TASK REQUIREMENTS:
Copy the lines below verbatim, but only from the line containing "TARGET: black cycling shorts" through the end of the data.

Location labeling records
+++

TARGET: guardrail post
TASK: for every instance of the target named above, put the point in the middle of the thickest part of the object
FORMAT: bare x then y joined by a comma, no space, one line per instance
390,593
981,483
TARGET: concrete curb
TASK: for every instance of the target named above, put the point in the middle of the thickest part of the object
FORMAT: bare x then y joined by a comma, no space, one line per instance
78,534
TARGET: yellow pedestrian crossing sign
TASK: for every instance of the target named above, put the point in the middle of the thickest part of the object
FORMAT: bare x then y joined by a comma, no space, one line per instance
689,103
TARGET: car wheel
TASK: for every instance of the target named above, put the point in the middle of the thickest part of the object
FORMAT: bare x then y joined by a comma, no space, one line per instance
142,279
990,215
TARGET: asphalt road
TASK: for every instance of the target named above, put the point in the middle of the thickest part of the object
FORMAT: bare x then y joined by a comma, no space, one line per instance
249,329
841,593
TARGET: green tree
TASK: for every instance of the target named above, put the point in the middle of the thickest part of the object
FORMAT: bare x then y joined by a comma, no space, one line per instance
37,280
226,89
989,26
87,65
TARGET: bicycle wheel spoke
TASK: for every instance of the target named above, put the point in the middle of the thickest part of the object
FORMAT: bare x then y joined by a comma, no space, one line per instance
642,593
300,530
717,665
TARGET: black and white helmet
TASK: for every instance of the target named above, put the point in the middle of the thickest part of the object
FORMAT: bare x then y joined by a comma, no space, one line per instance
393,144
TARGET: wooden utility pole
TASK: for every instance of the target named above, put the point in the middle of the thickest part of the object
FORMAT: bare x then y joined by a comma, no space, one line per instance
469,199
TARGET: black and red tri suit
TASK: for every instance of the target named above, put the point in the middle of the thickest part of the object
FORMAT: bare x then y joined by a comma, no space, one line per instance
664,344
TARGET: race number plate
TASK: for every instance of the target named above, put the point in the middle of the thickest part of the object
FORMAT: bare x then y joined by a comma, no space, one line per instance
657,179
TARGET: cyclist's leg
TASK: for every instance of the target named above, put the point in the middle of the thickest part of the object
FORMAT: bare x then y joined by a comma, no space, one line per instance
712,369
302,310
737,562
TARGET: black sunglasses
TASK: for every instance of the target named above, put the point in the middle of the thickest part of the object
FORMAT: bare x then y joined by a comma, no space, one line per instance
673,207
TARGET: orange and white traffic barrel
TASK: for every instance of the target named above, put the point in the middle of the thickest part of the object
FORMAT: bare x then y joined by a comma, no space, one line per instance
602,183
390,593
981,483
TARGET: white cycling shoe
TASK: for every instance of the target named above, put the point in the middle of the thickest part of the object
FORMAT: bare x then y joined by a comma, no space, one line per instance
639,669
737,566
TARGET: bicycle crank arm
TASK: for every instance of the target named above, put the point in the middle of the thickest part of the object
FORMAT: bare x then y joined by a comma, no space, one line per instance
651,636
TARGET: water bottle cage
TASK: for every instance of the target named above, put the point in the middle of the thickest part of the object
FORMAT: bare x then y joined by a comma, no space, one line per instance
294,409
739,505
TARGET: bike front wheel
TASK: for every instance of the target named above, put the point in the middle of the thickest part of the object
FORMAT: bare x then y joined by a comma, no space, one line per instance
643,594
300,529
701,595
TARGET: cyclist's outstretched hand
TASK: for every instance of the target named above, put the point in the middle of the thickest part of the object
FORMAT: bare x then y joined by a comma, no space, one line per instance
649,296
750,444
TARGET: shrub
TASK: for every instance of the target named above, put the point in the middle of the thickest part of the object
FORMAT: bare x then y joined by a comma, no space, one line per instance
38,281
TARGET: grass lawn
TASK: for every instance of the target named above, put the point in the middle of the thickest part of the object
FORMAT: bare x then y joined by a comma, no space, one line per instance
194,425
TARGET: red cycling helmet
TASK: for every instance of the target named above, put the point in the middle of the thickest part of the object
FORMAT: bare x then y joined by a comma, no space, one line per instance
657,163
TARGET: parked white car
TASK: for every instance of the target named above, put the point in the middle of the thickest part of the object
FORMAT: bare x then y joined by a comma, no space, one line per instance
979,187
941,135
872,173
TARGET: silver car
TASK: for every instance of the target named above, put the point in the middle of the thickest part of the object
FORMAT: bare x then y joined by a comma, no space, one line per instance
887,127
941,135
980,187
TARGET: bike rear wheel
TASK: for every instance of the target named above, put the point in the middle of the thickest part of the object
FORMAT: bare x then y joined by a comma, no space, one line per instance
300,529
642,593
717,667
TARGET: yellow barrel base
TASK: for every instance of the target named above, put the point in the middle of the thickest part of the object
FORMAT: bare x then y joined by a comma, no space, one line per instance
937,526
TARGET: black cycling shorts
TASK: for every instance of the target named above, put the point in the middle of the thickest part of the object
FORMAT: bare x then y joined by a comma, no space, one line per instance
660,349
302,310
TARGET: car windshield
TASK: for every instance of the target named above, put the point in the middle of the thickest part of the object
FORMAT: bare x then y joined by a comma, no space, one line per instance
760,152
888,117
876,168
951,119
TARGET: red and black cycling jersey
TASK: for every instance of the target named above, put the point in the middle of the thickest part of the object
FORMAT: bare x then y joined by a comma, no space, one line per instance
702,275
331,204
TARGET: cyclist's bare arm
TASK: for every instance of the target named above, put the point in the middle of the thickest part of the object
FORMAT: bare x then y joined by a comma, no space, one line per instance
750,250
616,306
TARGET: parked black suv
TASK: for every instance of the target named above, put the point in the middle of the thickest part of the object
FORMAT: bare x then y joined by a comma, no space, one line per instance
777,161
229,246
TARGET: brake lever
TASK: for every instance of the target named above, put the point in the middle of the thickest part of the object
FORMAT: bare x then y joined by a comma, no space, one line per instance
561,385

+++

FULL ANSWER:
TARGET: black cycling shorts
TASK: for every instance of the target named above, put the point in the middle of the thickest part of the object
FORMAT: bare x then y joined by a comma, no space, one line per instance
660,349
302,310
TARGET: car windshield
TASK: for every instance of the target named above, put the point in the middle of the thickest part of the object
FORMAT: bare x then y joined by a comma, no space, one line per instance
760,152
888,117
876,168
951,119
TARGET: red and black cycling jersey
TASK: for every instance of the target named above, put the point in the middle of the thickest part of the object
FORMAT: bare x then y joined by a comma, no space, one line per instance
702,275
331,204
TARGET: cyclist's bare arm
TASK: for every instance of the target named above, put the point in the middle of the thickest part of the object
FORMAT: bare x then y joined by a comma, no space, one line per instance
750,250
616,306
TARGET: parked black suv
TASK: for every instance of the target named above, put the point in the middle of the thickest part of the object
FORMAT: bare x then y joined by a comma, no space, one line per instance
777,161
229,246
TARGET: brake lever
TASK: for every instance of the target named above, put the point in the middle of the thickest part of the object
FORMAT: bare x then y joined by a comma, no space, one line per instance
561,385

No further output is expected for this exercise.